━━━━━ PASSAGE SHOWN

Baby, You’re a Rich Man – The Social Network (2010)

The Social Network

Out of all the movies released in the past couple of years, hell maybe even the past decade, I’ve seen The Social Network more than any other. I’m addicted to the film’s sound, the rapid-fire Sorkin-speak that bludgeons you in the first scene and dares you to keep up until the last. Fincher’s visuals too are remarkable. His careful, precise compositions and the moody cloak of his dark lighting may not have been the obvious choice for this story but in hindsight, looking at it through his obsessive eye is a masterstroke. It’s a terrific study of the Mark Zuckerberg character, not the person, the character, one of the most fascinating and complex anti-heroes to ever grace our screens. Today is the 10th anniversary of facebook and it’s not only a great excuse for me to revisit The Social Network yet again, but gives me a timely opportunity to shine a light on one of my favourite moments.

I wanted to look at the film’s final scene because, unlike many of it’s other showy high points (the opening scene, the initial hacking sequence to name but a few) this moment is deceptively simple but so heavy with poignancy.

━━━━━━━━━━

# [REQUIRED TASK A]
Set down the entries without changing a word, starting at the line that has "task | point to each instance of the black gloves, one" and stopping after the line that has "[(93, 219), (260, 209), (362, 277), (9, 163)]".

━━━━━ INFORMATION SHOWN

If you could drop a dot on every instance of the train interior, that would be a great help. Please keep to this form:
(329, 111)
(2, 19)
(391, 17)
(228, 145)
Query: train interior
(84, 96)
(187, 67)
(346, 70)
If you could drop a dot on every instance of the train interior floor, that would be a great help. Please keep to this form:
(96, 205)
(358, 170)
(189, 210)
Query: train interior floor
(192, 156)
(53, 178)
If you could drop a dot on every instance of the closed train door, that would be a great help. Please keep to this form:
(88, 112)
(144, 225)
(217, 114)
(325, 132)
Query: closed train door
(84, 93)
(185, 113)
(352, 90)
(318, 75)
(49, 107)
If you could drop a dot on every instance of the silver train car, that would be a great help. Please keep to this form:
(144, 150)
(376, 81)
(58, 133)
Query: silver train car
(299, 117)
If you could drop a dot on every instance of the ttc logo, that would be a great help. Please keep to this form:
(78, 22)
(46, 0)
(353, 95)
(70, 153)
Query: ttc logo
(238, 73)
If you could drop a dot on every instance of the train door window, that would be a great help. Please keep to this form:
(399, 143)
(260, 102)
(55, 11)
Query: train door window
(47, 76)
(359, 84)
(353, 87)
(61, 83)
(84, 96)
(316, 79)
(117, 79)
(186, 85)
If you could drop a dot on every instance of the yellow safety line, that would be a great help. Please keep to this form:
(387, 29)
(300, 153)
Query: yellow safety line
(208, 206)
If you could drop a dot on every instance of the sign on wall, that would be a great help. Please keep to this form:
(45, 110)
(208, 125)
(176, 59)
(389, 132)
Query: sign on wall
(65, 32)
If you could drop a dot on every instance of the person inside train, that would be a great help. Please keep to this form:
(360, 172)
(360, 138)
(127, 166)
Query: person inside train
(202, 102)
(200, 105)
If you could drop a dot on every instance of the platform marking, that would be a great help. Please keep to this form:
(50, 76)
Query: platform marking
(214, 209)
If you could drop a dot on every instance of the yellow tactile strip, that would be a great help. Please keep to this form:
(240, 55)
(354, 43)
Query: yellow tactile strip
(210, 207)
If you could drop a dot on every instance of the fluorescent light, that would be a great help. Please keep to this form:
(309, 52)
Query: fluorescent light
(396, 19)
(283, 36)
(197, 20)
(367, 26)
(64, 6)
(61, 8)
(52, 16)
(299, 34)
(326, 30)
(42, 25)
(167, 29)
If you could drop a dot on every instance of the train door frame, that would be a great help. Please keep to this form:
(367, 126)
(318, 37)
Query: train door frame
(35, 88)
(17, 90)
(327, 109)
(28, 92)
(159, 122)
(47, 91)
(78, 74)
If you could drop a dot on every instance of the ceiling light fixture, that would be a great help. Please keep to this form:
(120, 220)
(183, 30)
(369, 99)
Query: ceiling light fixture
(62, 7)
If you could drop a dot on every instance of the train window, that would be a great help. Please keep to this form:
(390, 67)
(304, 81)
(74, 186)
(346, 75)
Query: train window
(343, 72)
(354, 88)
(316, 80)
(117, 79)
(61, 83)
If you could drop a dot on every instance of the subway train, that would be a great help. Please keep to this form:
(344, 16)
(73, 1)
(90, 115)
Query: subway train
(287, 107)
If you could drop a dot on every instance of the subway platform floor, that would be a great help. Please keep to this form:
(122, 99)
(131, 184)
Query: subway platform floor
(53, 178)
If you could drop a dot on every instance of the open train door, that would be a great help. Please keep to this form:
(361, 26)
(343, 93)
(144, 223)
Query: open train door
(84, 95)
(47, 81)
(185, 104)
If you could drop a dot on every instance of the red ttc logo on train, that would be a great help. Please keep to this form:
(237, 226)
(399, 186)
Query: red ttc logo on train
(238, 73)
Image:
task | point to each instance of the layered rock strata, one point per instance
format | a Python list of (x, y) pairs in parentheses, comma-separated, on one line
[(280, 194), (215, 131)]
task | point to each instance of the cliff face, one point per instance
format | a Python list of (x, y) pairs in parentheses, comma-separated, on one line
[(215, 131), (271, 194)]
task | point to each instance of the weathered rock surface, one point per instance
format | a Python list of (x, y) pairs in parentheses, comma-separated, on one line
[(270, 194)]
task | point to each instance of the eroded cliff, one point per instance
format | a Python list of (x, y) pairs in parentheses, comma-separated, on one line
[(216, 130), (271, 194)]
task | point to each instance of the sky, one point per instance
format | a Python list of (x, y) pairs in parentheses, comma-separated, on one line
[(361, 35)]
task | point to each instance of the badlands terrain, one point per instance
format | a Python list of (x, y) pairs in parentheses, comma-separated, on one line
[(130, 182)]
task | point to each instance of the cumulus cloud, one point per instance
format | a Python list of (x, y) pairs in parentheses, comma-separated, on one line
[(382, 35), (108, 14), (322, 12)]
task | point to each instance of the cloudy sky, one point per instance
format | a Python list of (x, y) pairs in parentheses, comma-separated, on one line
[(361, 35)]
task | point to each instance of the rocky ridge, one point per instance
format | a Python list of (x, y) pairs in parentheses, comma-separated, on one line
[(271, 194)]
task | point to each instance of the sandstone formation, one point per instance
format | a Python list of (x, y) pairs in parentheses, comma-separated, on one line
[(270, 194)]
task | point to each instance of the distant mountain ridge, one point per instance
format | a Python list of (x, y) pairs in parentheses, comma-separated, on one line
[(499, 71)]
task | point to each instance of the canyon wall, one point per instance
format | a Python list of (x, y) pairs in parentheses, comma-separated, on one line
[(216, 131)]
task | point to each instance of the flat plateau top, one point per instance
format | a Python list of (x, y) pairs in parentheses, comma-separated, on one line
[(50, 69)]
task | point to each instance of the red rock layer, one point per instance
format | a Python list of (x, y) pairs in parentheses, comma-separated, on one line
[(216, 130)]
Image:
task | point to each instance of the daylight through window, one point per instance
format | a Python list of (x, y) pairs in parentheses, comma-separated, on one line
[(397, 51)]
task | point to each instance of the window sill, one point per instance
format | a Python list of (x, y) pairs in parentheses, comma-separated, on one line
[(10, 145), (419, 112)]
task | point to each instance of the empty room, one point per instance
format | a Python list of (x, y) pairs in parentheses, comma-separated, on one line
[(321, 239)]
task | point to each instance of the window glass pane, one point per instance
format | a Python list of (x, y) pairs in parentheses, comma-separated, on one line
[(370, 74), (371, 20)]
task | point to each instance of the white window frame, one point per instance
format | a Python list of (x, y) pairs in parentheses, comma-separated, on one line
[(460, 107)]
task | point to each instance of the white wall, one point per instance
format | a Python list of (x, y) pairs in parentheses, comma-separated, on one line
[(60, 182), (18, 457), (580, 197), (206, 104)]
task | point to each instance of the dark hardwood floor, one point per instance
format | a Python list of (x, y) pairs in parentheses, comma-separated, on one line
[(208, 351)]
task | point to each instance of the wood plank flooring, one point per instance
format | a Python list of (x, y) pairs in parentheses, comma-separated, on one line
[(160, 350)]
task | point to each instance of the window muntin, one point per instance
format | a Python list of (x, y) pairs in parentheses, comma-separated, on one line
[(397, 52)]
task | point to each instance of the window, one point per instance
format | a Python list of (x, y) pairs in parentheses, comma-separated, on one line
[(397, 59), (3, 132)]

━━━━━━━━━━
━━━━━ INFORMATION SHOWN

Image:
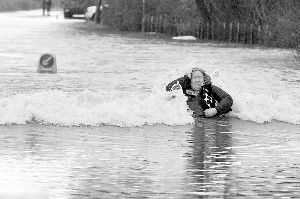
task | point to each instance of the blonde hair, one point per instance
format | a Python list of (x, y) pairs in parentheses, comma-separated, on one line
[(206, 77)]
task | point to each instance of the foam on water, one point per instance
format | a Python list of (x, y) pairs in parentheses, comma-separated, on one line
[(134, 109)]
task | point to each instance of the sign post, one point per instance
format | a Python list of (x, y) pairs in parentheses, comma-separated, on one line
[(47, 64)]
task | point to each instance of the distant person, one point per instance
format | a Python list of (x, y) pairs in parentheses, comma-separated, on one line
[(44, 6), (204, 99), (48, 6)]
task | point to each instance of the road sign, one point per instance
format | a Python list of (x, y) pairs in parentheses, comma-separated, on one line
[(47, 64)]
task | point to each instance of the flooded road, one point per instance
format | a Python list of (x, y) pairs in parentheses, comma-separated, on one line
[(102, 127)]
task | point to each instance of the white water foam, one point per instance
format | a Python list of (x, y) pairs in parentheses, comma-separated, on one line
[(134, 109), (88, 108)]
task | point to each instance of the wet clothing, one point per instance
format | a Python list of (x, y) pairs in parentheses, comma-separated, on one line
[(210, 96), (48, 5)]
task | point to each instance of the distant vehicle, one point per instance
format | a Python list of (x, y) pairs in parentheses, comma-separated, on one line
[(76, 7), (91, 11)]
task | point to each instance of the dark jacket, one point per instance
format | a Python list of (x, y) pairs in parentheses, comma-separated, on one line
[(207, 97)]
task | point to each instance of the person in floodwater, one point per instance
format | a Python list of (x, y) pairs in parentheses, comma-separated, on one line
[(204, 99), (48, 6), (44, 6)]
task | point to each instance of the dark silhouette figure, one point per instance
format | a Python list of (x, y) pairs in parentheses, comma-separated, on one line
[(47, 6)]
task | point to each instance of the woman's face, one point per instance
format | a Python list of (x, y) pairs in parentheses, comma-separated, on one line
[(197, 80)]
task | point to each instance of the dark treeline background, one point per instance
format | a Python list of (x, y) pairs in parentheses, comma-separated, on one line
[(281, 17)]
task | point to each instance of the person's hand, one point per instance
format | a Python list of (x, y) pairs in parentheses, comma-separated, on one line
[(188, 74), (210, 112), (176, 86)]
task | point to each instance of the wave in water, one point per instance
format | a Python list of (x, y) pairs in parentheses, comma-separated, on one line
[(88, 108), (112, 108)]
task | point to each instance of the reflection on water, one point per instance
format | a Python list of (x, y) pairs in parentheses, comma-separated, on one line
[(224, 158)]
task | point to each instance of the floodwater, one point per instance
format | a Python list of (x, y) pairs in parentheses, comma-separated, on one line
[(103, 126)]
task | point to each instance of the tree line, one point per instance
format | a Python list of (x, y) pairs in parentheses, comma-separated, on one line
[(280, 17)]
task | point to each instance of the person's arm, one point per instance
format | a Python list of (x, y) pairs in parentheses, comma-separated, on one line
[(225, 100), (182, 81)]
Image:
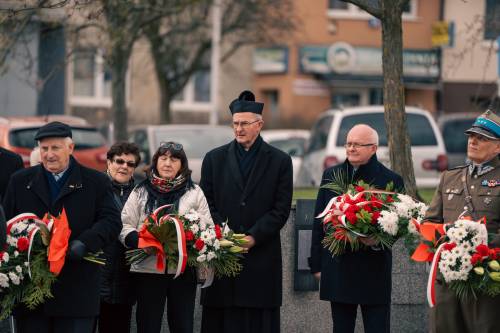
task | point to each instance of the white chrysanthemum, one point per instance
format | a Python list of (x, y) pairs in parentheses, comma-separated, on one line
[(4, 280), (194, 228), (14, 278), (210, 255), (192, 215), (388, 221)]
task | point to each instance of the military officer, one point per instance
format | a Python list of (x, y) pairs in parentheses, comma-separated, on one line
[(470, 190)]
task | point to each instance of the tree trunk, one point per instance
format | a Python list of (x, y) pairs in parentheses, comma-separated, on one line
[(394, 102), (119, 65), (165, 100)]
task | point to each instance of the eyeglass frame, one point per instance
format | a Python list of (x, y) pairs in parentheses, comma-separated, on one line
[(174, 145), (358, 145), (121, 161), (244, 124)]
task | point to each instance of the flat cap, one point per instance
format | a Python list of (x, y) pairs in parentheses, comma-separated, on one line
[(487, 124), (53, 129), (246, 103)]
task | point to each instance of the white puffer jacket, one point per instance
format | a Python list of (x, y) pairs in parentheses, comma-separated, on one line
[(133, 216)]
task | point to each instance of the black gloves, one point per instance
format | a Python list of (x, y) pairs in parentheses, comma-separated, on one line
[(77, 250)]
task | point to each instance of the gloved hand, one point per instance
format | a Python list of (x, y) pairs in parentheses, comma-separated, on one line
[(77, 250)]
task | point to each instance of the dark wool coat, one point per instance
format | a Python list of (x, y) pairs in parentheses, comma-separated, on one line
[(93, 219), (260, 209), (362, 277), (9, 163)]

━━━━━━━━━━
━━━━━ INFORMATION SHOWN

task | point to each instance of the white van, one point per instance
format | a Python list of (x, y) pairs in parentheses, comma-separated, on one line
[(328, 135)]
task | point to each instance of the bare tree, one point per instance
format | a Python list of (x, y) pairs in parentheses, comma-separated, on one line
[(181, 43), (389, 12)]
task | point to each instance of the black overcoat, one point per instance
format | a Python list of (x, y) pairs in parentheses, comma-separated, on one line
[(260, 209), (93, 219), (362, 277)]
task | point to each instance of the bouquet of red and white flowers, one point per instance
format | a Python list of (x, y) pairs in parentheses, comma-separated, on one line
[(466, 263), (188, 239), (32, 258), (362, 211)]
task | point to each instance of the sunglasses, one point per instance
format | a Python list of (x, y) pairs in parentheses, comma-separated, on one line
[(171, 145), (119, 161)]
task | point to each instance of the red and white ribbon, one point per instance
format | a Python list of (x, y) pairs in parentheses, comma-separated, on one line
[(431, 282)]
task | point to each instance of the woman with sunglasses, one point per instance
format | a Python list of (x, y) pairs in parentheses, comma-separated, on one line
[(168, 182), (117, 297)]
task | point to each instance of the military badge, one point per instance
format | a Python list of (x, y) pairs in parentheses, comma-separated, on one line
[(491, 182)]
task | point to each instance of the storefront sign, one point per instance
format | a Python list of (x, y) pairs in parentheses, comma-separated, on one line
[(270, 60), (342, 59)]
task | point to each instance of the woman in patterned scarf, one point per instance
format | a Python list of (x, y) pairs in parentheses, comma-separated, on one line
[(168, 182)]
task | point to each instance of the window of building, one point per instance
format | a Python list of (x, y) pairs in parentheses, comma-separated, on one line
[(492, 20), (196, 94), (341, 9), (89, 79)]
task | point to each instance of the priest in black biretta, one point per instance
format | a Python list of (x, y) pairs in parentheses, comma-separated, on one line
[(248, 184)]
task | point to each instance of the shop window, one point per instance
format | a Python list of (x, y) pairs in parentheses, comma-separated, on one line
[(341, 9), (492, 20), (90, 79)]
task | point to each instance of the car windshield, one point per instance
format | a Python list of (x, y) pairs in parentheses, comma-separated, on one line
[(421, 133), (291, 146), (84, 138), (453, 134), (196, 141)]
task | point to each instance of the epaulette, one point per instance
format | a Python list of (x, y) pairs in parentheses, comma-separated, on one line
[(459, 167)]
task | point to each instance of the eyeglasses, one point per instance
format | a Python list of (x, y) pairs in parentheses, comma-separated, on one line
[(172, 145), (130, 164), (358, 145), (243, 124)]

━━━━━━━━━━

# [REQUIRED TASK B]
Resume the piece about The Social Network from its final sentence and carry it onward.

# [RESPONSE A]
task | point to each instance of the black gloves, one point per instance
format | a Python list of (x, y) pairs in parentheses, comma-separated, on one line
[(77, 250)]
task | point to each instance of the gloved hand, one point per instance
format | a Python list of (x, y) pairs in parentheses, comma-separated, on one line
[(77, 250)]
task | point to each instance of the dark wool coat, one point per instance
format | a Python list of (x, y) pairs in parentheses, comma-separated, on one line
[(93, 219), (260, 209), (362, 277), (9, 163)]

# [RESPONSE B]
The film starts off with Mark Zuckerberg being told he’s an asshole and ends with him being told that he isn’t, even though he’s trying to be. Sorkin’s suggests that without Zuckerberg being an asshole, there would be no facebook. If his girlfriend didn’t dump him, he wouldn’t have made facemash out of spite, he wouldn’t have met the Winklevi, wouldn’t have had (or stole) the idea and therefore would have never created facebook. So, here he is, sat in a high tower looking over his digital empire having conquered his enemies and alienated his friends. He is the world’s youngest billionaire and completely alone. It’s really the first time in the movie that we see Zuckerberg isolated from everyone else and it’s a strange moment of privacy to be suddenly privvy to. The quietness too is uncharacteristic of a film so in love with the rhythm of clattering dialogue and machine-gun back-and-forth’s. Finally the film is at peace, but it’s protagonist isn’t.

What does Mark Zuckerberg do when he’s alone? He thinks about the one that got away. Throughout the film he seems un-phased by money and success but strives for recognition. When he sees Erica for the first time since their break-up he doesn’t approach her to apologise, he approaches her to see if she has heard about facebook in the hope that his new success will have calmed the waters between them. And now, with his battles won, he finds her on his own creation and sends her a friend request. Is this suggesting that Zuckerberg did all of this to win her back? Would he sacrifice all of his success if it meant making it right with Erica Albright? Not quite. I don’t think Sorkin and Fincher are simply trying to decode Zuckerberg as a hopeless romantic but they are showing us that underneath that asshole-encrypted surface he is only human. We never know if Mark and Erica interact again but it’s that gesture, an out-stretched hand of online friendship that closes the film’s central character arc. Whereas before he wanted to hear it from Erica herself because he felt like he has it coming to him, now Mark Zuckerberg is finally saying sorry. The film leaves him sat, hitting away at that refresh button over and over, waiting to see if it will be accepted. It’s a fitting punishment.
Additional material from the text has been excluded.